Goal of the exercise: Print, exactly as written, every line from the first line of the records below through the line containing "the green lace", and nothing further.

*** Opening Data extract ***

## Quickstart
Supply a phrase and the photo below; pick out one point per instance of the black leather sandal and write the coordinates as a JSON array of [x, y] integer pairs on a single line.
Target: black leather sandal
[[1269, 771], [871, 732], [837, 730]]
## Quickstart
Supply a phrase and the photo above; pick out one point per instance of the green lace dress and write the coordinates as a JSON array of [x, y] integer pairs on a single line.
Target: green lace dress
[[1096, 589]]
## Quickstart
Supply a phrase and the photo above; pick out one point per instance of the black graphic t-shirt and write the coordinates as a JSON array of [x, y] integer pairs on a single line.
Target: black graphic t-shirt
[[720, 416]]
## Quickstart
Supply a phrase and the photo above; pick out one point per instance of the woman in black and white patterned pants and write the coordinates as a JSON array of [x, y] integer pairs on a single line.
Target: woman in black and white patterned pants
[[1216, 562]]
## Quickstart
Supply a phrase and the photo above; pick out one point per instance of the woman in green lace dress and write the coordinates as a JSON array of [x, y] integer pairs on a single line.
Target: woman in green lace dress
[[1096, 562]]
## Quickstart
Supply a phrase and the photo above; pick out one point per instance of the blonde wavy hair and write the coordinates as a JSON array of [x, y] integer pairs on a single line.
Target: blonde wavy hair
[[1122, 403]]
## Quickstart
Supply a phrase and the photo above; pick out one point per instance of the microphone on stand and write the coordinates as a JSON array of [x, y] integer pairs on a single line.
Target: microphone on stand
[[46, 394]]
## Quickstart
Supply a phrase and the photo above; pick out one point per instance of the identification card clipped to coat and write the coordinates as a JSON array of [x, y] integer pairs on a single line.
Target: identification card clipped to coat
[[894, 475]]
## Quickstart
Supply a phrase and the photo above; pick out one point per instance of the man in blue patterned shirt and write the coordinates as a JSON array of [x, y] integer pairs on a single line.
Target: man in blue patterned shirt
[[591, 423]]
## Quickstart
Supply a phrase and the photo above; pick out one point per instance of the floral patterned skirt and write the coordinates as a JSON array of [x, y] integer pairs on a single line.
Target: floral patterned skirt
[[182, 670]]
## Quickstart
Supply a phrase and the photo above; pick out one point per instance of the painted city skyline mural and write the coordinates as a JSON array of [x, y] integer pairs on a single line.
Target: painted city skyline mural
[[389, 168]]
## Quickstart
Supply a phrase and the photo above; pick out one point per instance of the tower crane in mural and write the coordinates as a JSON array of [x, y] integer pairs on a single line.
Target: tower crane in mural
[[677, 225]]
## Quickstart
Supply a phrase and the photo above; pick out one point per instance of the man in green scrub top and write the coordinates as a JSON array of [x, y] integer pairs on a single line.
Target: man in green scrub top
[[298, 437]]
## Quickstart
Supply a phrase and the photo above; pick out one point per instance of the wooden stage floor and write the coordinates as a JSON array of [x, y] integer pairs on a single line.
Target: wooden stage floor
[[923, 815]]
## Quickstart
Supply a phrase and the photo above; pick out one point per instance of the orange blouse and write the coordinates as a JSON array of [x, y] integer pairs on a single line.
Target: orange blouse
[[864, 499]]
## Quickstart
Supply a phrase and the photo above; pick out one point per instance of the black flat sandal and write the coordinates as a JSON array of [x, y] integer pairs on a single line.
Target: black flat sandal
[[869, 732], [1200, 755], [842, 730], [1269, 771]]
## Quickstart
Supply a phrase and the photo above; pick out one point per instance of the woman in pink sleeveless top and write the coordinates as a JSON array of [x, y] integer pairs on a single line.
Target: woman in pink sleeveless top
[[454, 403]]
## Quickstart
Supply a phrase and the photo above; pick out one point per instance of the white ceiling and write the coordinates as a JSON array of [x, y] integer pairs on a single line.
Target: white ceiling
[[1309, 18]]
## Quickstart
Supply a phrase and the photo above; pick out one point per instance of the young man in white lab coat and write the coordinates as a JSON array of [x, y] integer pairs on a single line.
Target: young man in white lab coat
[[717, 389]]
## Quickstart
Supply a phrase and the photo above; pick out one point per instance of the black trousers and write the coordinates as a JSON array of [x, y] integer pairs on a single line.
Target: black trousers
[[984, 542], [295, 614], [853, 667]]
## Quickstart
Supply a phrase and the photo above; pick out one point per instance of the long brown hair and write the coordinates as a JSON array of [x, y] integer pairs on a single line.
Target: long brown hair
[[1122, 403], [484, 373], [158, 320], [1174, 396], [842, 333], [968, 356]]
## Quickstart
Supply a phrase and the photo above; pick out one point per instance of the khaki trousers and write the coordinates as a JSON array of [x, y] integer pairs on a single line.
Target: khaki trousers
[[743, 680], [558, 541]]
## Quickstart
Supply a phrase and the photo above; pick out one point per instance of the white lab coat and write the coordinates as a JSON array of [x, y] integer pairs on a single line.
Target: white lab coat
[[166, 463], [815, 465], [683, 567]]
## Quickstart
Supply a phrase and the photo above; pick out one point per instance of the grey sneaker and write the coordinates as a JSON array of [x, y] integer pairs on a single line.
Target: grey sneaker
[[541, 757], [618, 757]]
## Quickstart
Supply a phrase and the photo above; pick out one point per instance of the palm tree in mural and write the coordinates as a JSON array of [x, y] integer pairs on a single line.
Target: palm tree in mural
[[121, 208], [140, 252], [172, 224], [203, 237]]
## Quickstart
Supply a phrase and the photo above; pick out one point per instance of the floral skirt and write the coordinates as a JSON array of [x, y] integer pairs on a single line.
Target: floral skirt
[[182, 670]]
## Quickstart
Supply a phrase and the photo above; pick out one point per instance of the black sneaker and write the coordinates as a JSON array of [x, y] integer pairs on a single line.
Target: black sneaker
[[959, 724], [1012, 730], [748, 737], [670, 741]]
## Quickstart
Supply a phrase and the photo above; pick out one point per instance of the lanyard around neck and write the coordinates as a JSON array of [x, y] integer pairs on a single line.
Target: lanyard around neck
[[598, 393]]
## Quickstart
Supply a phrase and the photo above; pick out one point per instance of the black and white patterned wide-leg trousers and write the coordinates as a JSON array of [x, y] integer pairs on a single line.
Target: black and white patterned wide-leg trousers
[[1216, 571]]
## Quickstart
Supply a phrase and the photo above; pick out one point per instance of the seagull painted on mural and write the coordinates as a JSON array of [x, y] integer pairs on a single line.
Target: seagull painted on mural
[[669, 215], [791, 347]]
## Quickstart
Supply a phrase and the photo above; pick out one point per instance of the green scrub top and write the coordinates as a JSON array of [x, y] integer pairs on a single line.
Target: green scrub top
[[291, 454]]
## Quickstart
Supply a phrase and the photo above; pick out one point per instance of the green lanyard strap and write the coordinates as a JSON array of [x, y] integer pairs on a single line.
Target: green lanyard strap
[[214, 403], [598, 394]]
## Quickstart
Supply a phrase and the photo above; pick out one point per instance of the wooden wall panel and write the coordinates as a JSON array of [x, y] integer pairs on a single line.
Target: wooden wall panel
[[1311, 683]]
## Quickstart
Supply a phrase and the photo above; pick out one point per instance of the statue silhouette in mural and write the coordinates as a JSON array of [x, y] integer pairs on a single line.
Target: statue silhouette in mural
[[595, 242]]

*** Closing Data extract ***

Solution:
## Quickstart
Supply a phrase and the photo below; pick out one point per instance of the black leather sandal and write the coordinates as a JSON array of [x, y] integer pairs on a single line.
Target: black leather sandal
[[1269, 771], [871, 732], [837, 730]]
## Quickstart
Supply a phrase and the photo above; pick out one point per instance of the green lace dress and write the coordinates as a JSON array of [x, y] integer pairs on a single line.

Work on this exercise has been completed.